PROVIDED INFORMATION:

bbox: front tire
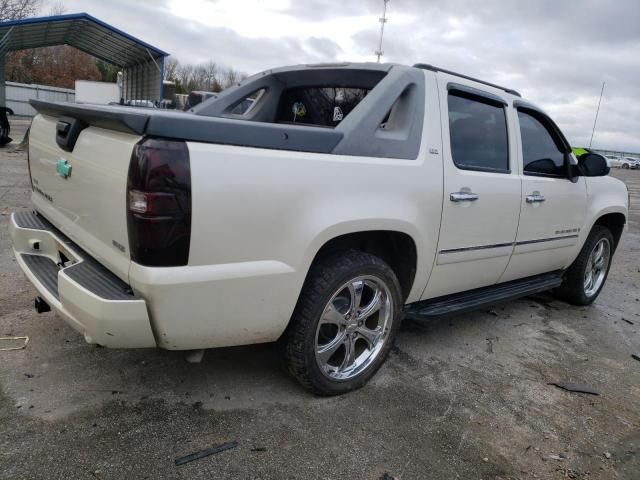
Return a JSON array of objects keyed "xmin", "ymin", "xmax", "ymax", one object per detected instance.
[
  {"xmin": 281, "ymin": 251, "xmax": 403, "ymax": 395},
  {"xmin": 553, "ymin": 225, "xmax": 614, "ymax": 305}
]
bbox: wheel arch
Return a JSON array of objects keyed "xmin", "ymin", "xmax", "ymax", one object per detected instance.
[
  {"xmin": 592, "ymin": 211, "xmax": 626, "ymax": 251},
  {"xmin": 304, "ymin": 229, "xmax": 420, "ymax": 303}
]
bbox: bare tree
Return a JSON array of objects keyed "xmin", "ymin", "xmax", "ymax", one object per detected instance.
[
  {"xmin": 163, "ymin": 57, "xmax": 179, "ymax": 81},
  {"xmin": 192, "ymin": 64, "xmax": 208, "ymax": 90},
  {"xmin": 204, "ymin": 60, "xmax": 217, "ymax": 91},
  {"xmin": 177, "ymin": 64, "xmax": 194, "ymax": 90},
  {"xmin": 48, "ymin": 1, "xmax": 65, "ymax": 15},
  {"xmin": 221, "ymin": 68, "xmax": 240, "ymax": 89},
  {"xmin": 0, "ymin": 0, "xmax": 41, "ymax": 21}
]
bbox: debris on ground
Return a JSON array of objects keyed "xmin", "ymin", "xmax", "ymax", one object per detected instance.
[
  {"xmin": 622, "ymin": 318, "xmax": 634, "ymax": 325},
  {"xmin": 380, "ymin": 473, "xmax": 395, "ymax": 480},
  {"xmin": 548, "ymin": 454, "xmax": 565, "ymax": 461},
  {"xmin": 0, "ymin": 336, "xmax": 29, "ymax": 351},
  {"xmin": 554, "ymin": 467, "xmax": 584, "ymax": 479},
  {"xmin": 174, "ymin": 441, "xmax": 238, "ymax": 466},
  {"xmin": 486, "ymin": 336, "xmax": 498, "ymax": 354},
  {"xmin": 632, "ymin": 354, "xmax": 640, "ymax": 362},
  {"xmin": 250, "ymin": 447, "xmax": 267, "ymax": 452},
  {"xmin": 604, "ymin": 452, "xmax": 612, "ymax": 459},
  {"xmin": 549, "ymin": 383, "xmax": 600, "ymax": 395}
]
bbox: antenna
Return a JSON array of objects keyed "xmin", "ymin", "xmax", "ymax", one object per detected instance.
[
  {"xmin": 375, "ymin": 0, "xmax": 390, "ymax": 63},
  {"xmin": 589, "ymin": 81, "xmax": 605, "ymax": 149}
]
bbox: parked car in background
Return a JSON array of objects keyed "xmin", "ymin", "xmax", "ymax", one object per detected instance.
[
  {"xmin": 11, "ymin": 62, "xmax": 629, "ymax": 395},
  {"xmin": 184, "ymin": 90, "xmax": 217, "ymax": 110},
  {"xmin": 620, "ymin": 156, "xmax": 640, "ymax": 169},
  {"xmin": 604, "ymin": 155, "xmax": 621, "ymax": 168},
  {"xmin": 126, "ymin": 99, "xmax": 157, "ymax": 109}
]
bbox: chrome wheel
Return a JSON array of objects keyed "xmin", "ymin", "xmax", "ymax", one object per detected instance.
[
  {"xmin": 315, "ymin": 275, "xmax": 393, "ymax": 381},
  {"xmin": 583, "ymin": 238, "xmax": 610, "ymax": 297}
]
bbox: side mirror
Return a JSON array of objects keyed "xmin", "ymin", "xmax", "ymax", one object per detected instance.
[{"xmin": 578, "ymin": 152, "xmax": 609, "ymax": 177}]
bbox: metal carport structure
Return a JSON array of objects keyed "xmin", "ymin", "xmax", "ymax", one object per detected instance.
[{"xmin": 0, "ymin": 12, "xmax": 169, "ymax": 110}]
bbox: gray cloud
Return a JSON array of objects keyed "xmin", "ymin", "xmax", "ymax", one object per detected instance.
[
  {"xmin": 353, "ymin": 0, "xmax": 640, "ymax": 151},
  {"xmin": 52, "ymin": 0, "xmax": 640, "ymax": 151}
]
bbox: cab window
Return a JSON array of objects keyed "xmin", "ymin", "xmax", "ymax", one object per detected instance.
[
  {"xmin": 518, "ymin": 110, "xmax": 567, "ymax": 177},
  {"xmin": 448, "ymin": 91, "xmax": 509, "ymax": 173},
  {"xmin": 276, "ymin": 87, "xmax": 370, "ymax": 127}
]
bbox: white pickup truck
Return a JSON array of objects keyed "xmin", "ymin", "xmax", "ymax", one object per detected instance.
[{"xmin": 10, "ymin": 62, "xmax": 629, "ymax": 395}]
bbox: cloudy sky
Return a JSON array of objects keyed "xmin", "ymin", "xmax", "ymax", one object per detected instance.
[{"xmin": 49, "ymin": 0, "xmax": 640, "ymax": 152}]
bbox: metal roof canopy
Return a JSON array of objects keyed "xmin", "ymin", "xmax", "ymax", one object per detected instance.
[
  {"xmin": 0, "ymin": 13, "xmax": 169, "ymax": 107},
  {"xmin": 0, "ymin": 12, "xmax": 167, "ymax": 67}
]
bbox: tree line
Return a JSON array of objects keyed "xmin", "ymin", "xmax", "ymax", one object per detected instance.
[{"xmin": 163, "ymin": 58, "xmax": 247, "ymax": 94}]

TASK REQUIREMENTS: Copy out the lines above exactly, beginning at the one that contains "bbox: debris on ground" and ending at the one that contains "bbox: antenna".

ANSWER BOX:
bbox: debris on ground
Return a JSON array of objects keyed "xmin", "ymin", "xmax", "ymax", one object per detected instance.
[
  {"xmin": 622, "ymin": 318, "xmax": 634, "ymax": 325},
  {"xmin": 380, "ymin": 473, "xmax": 395, "ymax": 480},
  {"xmin": 548, "ymin": 454, "xmax": 565, "ymax": 461},
  {"xmin": 0, "ymin": 336, "xmax": 29, "ymax": 351},
  {"xmin": 554, "ymin": 467, "xmax": 584, "ymax": 479},
  {"xmin": 174, "ymin": 441, "xmax": 238, "ymax": 466},
  {"xmin": 486, "ymin": 336, "xmax": 498, "ymax": 354},
  {"xmin": 632, "ymin": 354, "xmax": 640, "ymax": 362},
  {"xmin": 250, "ymin": 447, "xmax": 267, "ymax": 452},
  {"xmin": 604, "ymin": 452, "xmax": 612, "ymax": 459},
  {"xmin": 549, "ymin": 383, "xmax": 600, "ymax": 395}
]
bbox: antenna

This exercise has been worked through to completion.